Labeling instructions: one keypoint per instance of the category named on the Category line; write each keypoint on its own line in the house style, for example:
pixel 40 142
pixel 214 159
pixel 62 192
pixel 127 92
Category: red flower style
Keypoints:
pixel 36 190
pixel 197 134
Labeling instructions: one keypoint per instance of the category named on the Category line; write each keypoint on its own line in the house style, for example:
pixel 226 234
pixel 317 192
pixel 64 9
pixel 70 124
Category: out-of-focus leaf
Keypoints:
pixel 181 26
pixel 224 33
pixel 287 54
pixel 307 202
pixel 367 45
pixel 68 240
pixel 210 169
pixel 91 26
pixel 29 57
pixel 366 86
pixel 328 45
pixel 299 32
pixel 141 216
+-------+
Problem to solve - Each line from the one containing "pixel 40 142" through the end of the material must be output exactly, and no other line.

Task answer -
pixel 40 142
pixel 214 159
pixel 62 192
pixel 127 92
Category: red flower style
Keypoints:
pixel 36 190
pixel 197 134
Labeling instructions: one keypoint per instance of the category named on the Category line; write each keypoint on its own line in the house style, for example:
pixel 226 234
pixel 317 192
pixel 64 9
pixel 70 124
Category: out-of-focus leaf
Keypoints:
pixel 181 26
pixel 224 33
pixel 287 54
pixel 307 202
pixel 367 45
pixel 68 240
pixel 210 169
pixel 91 26
pixel 29 57
pixel 366 86
pixel 328 45
pixel 299 32
pixel 141 216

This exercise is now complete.